Return, word for word, the lines below that run from the line containing "mask fix it." up to and including the line containing "positive clicks: (1162, 871)".

#### [Data to process]
=== Begin Enclosure ===

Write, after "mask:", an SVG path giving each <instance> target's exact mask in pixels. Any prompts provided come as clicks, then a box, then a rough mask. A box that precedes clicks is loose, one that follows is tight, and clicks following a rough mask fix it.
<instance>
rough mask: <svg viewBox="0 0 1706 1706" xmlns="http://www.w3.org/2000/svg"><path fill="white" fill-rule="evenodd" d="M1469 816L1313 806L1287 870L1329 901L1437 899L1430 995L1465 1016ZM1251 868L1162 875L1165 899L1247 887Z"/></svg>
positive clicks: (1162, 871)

=== End Enclosure ===
=== Begin Enclosure ===

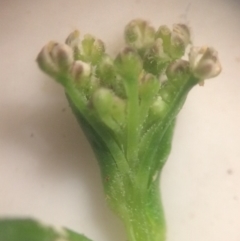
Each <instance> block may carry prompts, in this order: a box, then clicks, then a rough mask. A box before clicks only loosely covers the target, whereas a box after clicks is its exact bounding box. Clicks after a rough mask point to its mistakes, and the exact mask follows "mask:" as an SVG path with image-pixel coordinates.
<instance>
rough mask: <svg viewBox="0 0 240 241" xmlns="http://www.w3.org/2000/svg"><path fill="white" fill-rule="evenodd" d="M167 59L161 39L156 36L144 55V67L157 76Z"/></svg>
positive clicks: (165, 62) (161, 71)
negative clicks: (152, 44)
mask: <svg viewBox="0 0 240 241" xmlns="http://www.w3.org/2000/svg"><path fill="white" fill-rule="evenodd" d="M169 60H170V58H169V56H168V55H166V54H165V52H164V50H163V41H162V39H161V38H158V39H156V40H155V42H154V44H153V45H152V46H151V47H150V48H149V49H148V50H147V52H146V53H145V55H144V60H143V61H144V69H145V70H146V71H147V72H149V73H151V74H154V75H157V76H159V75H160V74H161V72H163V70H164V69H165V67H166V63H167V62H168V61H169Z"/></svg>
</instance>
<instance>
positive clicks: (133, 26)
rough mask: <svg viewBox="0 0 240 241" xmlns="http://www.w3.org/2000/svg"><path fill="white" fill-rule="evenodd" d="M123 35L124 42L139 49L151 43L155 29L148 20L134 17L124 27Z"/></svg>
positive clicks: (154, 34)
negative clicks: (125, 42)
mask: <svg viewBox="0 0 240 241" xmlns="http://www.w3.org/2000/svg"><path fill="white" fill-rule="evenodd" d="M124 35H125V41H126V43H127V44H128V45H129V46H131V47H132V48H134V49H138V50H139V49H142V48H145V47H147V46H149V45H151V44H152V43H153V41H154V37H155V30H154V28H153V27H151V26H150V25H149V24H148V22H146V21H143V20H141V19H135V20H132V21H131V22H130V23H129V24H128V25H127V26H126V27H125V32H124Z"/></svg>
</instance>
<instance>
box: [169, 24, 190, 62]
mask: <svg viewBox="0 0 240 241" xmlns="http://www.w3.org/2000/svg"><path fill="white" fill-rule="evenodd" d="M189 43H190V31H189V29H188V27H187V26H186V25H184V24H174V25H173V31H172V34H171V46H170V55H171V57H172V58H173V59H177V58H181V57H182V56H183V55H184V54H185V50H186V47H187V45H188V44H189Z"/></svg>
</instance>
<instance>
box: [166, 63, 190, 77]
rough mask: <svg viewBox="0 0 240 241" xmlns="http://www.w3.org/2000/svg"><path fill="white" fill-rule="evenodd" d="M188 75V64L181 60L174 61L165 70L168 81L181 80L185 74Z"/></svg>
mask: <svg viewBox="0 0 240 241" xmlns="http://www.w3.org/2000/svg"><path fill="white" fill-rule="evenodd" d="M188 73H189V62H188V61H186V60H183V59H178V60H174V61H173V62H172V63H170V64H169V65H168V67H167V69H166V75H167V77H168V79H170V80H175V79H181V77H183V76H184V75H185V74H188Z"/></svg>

=== End Enclosure ===

#### [Exercise result]
Write, after "mask:", an SVG path giving each <instance> target's exact mask in pixels. Any prompts provided come as clicks, then a box, then a rough mask. A box that precedes clicks is loose, one that follows is tight, and clicks following a rough mask fix it.
<instance>
rough mask: <svg viewBox="0 0 1706 1706" xmlns="http://www.w3.org/2000/svg"><path fill="white" fill-rule="evenodd" d="M1469 816L1313 806L1287 870L1329 901L1437 899L1430 995L1465 1016ZM1251 868L1162 875L1165 899L1247 887Z"/></svg>
positive clicks: (1162, 871)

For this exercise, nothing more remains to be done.